** Start of Selected passage **

The first child tax credit payment is only a few days away. Now’s the time to see if you’ll be getting regular monthly checks so you can make plans to spend (or save) the extra money. Some families could expect up to $3,600 per kid over the course of this year and next, but there’re several income and age requirements the IRS uses to see exactly how much you qualify for. 

Here’s a recap. Parents with an income of less than $150,000 (married and filing jointly) will get a max of $300 for each child under the age of 6 and $250 for each child ages 6 to 17 in monthly advance payments through the end of the year. The other half of the money will be a part of your tax refund in 2022. Families with higher incomes or with older dependents will get smaller payments. 

Read below to see if you qualify for the enhanced credit and check out this FAQ on requirements and more. We can also show you how to use ID.me to manage your payments, and explain how they might affect your taxes next year. We’ve also put together details on the third stimulus payment and the latest update on a fourth stimulus check. This story is updated frequently. 

1. Look for an IRS letter about the child tax credit 

About 36 million families who may be eligible for a child tax credit payment received a letter from the IRS. That means it has determined that you could qualify for child tax credit money based on your 2019 or 2020 federal income tax return. If you don’t typically file taxes, the IRS can use any information you submitted online using the nonfilers tool. So yes, even if you didn’t file your taxes you may still get advance monthly payments this month.

** End of Selected passage **
** Start of Data listing **

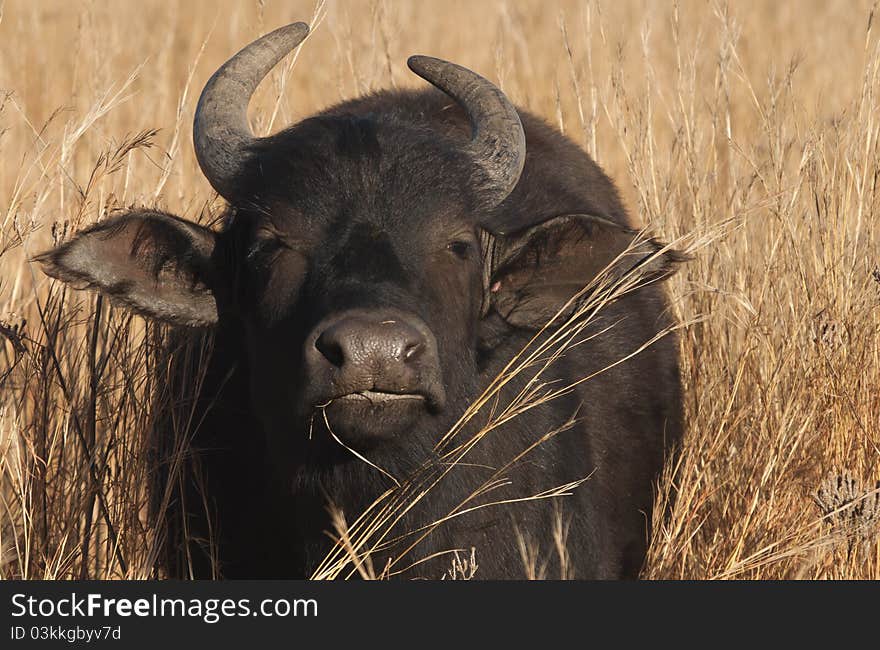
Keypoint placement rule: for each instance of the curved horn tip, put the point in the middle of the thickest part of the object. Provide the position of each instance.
(498, 139)
(221, 133)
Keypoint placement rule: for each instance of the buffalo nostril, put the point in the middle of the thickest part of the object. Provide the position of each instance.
(412, 350)
(331, 349)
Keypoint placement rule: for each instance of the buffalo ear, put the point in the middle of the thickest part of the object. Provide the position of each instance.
(536, 271)
(155, 263)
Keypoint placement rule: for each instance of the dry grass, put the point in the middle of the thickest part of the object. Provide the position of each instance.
(760, 117)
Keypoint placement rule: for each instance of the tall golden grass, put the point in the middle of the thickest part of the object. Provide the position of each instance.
(751, 124)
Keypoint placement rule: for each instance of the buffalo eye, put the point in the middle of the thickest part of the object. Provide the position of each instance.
(460, 248)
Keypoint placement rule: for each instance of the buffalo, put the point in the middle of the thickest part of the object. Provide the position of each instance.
(379, 265)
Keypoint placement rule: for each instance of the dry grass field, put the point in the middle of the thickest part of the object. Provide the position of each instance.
(751, 129)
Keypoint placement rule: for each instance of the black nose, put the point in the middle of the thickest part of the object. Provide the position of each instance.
(376, 346)
(375, 352)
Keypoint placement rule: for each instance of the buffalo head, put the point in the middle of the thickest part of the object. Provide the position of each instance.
(355, 260)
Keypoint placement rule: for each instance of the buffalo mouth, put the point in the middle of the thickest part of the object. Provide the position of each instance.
(380, 397)
(367, 417)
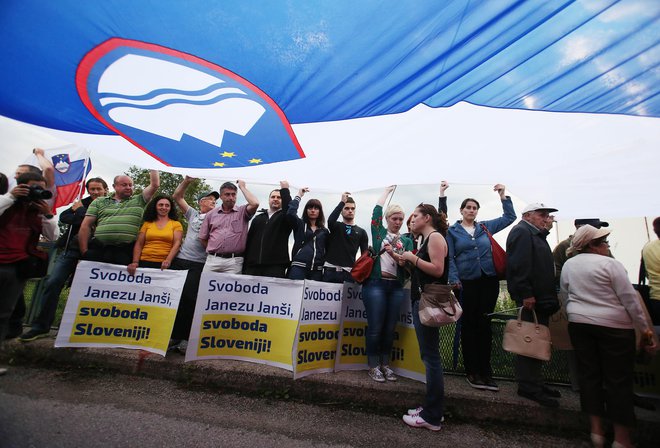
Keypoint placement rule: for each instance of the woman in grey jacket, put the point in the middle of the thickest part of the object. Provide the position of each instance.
(471, 267)
(603, 310)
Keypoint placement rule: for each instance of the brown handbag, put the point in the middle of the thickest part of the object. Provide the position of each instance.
(529, 339)
(438, 305)
(363, 266)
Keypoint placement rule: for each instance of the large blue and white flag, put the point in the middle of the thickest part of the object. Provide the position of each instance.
(344, 95)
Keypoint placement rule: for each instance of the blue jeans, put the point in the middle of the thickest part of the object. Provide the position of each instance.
(429, 347)
(382, 301)
(65, 265)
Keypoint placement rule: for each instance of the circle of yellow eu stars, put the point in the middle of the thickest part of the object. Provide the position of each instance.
(226, 154)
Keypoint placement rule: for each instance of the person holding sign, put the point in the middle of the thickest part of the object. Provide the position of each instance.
(603, 312)
(115, 221)
(160, 237)
(382, 293)
(309, 236)
(429, 266)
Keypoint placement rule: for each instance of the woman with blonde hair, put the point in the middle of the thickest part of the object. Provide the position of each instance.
(603, 311)
(382, 292)
(309, 239)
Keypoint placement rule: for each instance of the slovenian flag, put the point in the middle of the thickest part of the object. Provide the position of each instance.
(72, 164)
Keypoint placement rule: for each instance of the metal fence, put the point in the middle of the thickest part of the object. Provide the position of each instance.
(503, 363)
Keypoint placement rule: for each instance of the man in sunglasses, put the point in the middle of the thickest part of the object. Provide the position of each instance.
(344, 241)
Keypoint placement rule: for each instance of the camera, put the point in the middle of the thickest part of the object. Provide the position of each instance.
(36, 193)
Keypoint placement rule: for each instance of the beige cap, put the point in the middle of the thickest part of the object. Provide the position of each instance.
(583, 236)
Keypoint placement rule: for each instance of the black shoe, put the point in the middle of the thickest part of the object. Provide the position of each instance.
(14, 333)
(491, 385)
(475, 381)
(540, 398)
(33, 334)
(554, 393)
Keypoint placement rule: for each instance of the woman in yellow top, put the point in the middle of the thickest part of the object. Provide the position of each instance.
(160, 237)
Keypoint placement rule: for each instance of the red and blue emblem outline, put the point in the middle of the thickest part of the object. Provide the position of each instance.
(98, 59)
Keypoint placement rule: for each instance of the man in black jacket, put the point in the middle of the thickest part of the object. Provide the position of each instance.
(267, 249)
(531, 282)
(344, 241)
(65, 265)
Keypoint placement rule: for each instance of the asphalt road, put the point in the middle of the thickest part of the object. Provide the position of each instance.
(55, 408)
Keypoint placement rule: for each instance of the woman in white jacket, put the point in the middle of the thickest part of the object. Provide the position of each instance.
(603, 311)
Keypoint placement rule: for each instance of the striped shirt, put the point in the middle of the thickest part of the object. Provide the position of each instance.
(117, 222)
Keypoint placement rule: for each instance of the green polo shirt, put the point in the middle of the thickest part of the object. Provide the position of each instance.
(117, 222)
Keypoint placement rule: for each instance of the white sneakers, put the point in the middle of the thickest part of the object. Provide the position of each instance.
(418, 422)
(376, 375)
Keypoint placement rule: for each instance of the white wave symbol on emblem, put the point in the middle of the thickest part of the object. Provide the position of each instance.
(170, 100)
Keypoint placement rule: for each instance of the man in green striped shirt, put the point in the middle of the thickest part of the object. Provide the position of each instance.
(117, 219)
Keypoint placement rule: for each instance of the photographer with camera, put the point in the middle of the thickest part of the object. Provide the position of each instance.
(66, 261)
(24, 216)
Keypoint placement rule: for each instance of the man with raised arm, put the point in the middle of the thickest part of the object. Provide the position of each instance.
(345, 239)
(267, 250)
(225, 228)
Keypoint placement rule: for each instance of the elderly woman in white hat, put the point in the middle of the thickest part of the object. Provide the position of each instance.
(603, 311)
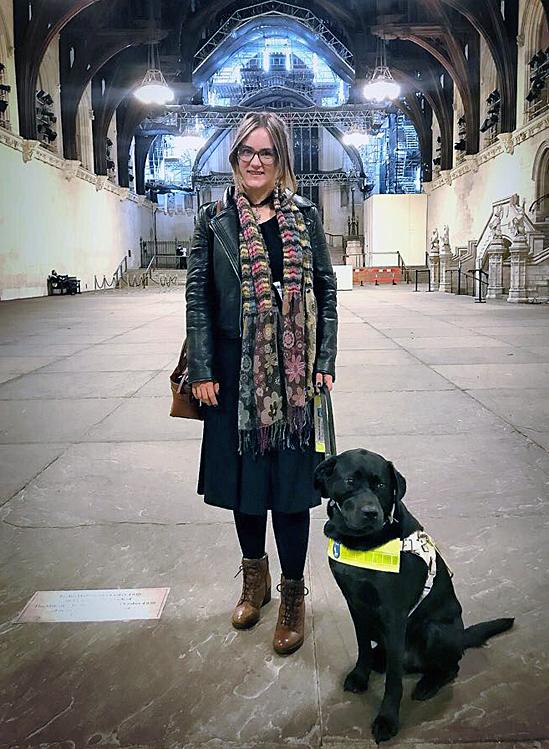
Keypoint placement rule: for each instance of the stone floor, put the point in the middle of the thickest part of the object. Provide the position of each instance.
(98, 491)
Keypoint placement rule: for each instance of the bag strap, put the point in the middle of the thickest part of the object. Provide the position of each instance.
(328, 422)
(182, 363)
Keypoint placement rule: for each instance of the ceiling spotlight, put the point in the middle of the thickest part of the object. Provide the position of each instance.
(381, 86)
(154, 89)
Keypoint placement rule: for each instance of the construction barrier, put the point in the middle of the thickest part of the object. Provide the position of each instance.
(377, 275)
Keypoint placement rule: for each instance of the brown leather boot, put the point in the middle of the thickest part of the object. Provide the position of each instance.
(256, 592)
(290, 627)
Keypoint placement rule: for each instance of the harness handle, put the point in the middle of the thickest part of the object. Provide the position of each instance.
(328, 421)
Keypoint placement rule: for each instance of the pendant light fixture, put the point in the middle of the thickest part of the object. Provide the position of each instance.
(381, 86)
(154, 89)
(356, 138)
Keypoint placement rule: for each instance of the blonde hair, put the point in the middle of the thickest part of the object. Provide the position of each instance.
(277, 130)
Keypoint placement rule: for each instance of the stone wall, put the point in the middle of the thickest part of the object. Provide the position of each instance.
(56, 215)
(463, 197)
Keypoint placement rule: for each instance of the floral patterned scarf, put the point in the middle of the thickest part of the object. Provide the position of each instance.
(278, 352)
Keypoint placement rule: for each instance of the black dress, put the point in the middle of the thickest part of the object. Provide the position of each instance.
(281, 479)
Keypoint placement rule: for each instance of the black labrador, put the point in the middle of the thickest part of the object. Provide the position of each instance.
(366, 511)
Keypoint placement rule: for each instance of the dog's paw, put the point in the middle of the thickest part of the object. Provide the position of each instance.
(384, 728)
(355, 681)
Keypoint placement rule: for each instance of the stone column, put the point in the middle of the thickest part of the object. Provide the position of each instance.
(495, 268)
(519, 255)
(445, 279)
(434, 267)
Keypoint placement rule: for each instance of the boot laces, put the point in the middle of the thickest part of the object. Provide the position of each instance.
(250, 576)
(290, 600)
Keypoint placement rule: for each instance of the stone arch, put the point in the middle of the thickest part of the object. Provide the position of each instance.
(540, 175)
(255, 28)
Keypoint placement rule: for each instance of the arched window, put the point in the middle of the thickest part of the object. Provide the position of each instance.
(540, 174)
(535, 33)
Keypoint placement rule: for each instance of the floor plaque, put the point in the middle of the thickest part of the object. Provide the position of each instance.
(94, 605)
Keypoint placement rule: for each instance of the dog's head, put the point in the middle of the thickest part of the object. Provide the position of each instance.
(366, 488)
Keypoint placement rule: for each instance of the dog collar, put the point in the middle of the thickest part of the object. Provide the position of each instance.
(386, 558)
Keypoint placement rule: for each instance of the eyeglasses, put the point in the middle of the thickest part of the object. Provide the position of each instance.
(266, 155)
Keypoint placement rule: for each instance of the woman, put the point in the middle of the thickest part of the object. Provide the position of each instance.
(258, 272)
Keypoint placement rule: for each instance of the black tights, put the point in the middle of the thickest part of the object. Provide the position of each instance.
(291, 532)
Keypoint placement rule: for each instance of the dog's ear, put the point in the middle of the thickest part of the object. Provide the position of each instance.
(322, 473)
(399, 485)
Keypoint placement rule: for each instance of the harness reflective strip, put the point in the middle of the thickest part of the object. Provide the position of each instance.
(386, 558)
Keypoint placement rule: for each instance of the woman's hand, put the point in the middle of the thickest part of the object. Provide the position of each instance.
(206, 391)
(321, 378)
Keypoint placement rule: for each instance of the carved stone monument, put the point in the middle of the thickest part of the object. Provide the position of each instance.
(445, 256)
(519, 250)
(434, 258)
(495, 258)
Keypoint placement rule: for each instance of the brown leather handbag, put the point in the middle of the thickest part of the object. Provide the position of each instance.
(184, 404)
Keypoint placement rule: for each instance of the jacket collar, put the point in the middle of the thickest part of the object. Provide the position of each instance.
(225, 223)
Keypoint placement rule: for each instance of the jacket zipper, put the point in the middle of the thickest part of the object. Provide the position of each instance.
(234, 267)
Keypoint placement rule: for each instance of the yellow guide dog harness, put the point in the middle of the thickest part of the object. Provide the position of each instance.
(386, 558)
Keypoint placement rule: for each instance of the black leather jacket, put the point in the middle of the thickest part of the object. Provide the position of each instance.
(214, 300)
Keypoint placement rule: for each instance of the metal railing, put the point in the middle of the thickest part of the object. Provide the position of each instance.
(423, 270)
(462, 285)
(481, 284)
(116, 279)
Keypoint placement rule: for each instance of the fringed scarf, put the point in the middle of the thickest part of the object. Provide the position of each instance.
(274, 408)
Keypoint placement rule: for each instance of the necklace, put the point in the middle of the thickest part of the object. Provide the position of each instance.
(256, 207)
(266, 200)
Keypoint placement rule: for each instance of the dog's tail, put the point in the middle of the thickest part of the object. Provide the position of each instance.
(478, 634)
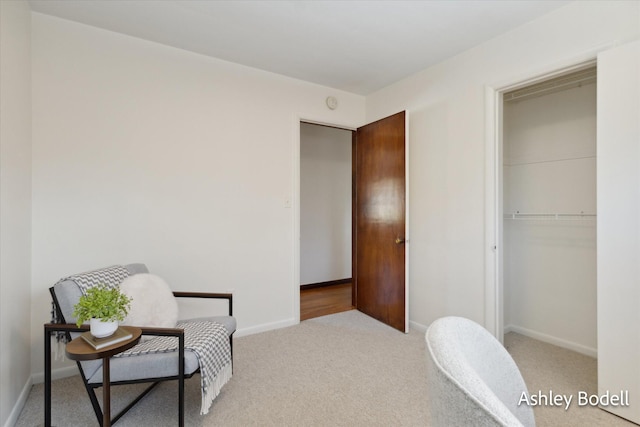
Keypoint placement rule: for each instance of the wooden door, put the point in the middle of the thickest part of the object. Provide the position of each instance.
(379, 214)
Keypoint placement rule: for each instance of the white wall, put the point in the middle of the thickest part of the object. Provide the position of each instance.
(15, 207)
(619, 225)
(447, 142)
(325, 204)
(550, 265)
(146, 153)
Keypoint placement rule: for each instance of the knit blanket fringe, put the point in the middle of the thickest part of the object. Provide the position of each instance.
(209, 342)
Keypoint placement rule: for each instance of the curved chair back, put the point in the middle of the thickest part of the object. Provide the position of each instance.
(472, 378)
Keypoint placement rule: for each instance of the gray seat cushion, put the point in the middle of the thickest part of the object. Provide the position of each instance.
(154, 365)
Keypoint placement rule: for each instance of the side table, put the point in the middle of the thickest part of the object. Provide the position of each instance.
(79, 349)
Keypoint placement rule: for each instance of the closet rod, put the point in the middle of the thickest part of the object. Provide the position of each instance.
(553, 216)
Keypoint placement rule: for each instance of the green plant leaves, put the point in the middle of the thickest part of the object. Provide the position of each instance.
(101, 302)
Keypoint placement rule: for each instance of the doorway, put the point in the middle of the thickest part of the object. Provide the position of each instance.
(379, 227)
(549, 211)
(325, 220)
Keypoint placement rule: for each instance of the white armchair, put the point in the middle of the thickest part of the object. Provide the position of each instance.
(472, 378)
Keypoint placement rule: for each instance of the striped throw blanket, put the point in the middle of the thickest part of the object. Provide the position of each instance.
(210, 343)
(110, 277)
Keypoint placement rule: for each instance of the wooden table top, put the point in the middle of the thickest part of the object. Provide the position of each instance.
(79, 349)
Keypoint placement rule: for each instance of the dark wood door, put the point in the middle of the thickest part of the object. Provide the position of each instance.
(380, 207)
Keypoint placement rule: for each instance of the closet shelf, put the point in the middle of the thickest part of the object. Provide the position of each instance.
(550, 216)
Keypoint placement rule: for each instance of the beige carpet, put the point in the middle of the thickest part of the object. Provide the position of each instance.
(344, 369)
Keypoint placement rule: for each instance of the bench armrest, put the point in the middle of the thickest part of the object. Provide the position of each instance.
(226, 296)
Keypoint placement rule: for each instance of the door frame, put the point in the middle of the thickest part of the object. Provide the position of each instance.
(295, 204)
(494, 228)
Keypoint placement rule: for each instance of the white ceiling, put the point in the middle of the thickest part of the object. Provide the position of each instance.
(355, 46)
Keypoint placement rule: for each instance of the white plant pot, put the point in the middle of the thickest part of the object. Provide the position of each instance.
(100, 329)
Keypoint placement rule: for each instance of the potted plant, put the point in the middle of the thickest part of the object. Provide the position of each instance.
(103, 307)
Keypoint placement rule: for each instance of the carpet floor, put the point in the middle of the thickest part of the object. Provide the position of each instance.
(345, 369)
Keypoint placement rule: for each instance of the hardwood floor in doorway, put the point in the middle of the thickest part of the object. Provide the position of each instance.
(320, 301)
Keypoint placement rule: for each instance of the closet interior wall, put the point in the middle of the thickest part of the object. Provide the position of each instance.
(549, 224)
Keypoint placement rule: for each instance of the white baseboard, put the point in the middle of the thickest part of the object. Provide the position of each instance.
(264, 327)
(570, 345)
(417, 326)
(17, 408)
(56, 374)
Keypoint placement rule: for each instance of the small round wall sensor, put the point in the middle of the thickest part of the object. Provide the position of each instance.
(332, 102)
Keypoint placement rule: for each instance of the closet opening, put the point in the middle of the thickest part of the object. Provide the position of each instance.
(548, 188)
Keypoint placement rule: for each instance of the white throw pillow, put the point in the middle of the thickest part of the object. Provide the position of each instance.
(153, 303)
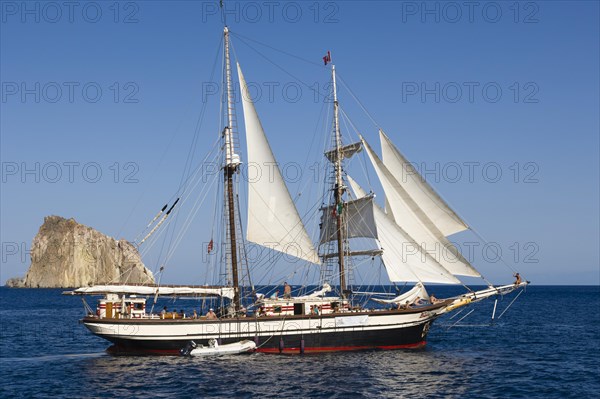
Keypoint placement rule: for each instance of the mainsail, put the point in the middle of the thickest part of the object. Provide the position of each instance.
(273, 220)
(416, 223)
(436, 209)
(403, 258)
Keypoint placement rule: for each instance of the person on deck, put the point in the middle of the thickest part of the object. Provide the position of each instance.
(211, 315)
(517, 279)
(287, 291)
(417, 302)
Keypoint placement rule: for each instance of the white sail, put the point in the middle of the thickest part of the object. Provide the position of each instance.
(436, 209)
(273, 220)
(403, 258)
(416, 223)
(357, 216)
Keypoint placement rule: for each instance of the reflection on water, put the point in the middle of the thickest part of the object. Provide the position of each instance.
(543, 347)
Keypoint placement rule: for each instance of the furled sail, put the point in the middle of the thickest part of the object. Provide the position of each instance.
(416, 223)
(346, 151)
(403, 258)
(273, 220)
(436, 209)
(357, 217)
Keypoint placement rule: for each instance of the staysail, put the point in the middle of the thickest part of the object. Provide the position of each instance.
(416, 223)
(436, 209)
(273, 220)
(403, 258)
(357, 216)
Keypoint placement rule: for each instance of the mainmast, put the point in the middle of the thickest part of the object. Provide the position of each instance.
(232, 162)
(339, 186)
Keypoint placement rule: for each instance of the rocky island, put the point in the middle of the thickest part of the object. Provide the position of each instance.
(67, 254)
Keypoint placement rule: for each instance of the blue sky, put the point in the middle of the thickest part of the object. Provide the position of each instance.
(484, 88)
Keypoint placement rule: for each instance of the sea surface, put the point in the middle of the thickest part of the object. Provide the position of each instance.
(547, 345)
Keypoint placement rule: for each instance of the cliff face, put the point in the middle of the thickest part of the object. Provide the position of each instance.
(66, 254)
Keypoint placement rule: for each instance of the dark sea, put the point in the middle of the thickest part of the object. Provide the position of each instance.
(547, 345)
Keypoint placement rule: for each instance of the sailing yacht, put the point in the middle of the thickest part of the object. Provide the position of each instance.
(328, 318)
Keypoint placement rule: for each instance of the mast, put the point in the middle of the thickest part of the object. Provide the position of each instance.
(231, 164)
(339, 187)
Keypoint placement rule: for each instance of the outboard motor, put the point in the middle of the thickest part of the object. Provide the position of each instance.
(188, 348)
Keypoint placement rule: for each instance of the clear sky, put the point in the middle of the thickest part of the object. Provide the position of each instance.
(496, 101)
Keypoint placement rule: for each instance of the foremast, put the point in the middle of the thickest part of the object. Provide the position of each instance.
(339, 186)
(232, 163)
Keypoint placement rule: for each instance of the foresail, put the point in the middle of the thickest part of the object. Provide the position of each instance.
(436, 209)
(273, 220)
(415, 222)
(403, 258)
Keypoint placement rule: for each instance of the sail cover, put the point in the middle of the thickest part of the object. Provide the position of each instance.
(436, 209)
(273, 220)
(418, 291)
(226, 292)
(416, 223)
(357, 216)
(403, 258)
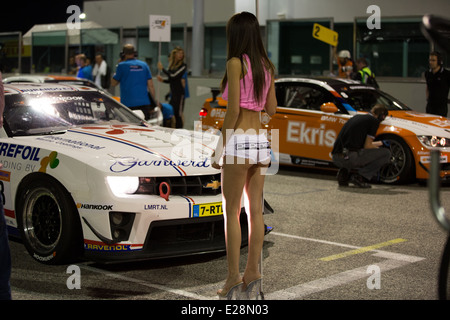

** End of Data listing **

**Requirement 1:** Reproduce the child tax credit article word for word, between "About 36 million" and "payments this month.", inclusive.
**Requirement 2:** Turn the paragraph of the child tax credit article that begins "Here’s a recap" into a short bulleted list that keeps its main facts.

**Correct result 1:**
About 36 million families who may be eligible for a child tax credit payment received a letter from the IRS. That means it has determined that you could qualify for child tax credit money based on your 2019 or 2020 federal income tax return. If you don’t typically file taxes, the IRS can use any information you submitted online using the nonfilers tool. So yes, even if you didn’t file your taxes you may still get advance monthly payments this month.

**Correct result 2:**
- Parents with an income under $150,000 (married and filing jointly) get monthly advance payments through the end of the year.
- The maximum is $300 for each child under 6 and $250 for each child ages 6 to 17.
- The other half of the money will be part of the 2022 tax refund.
- Families with higher incomes or older dependents get smaller payments.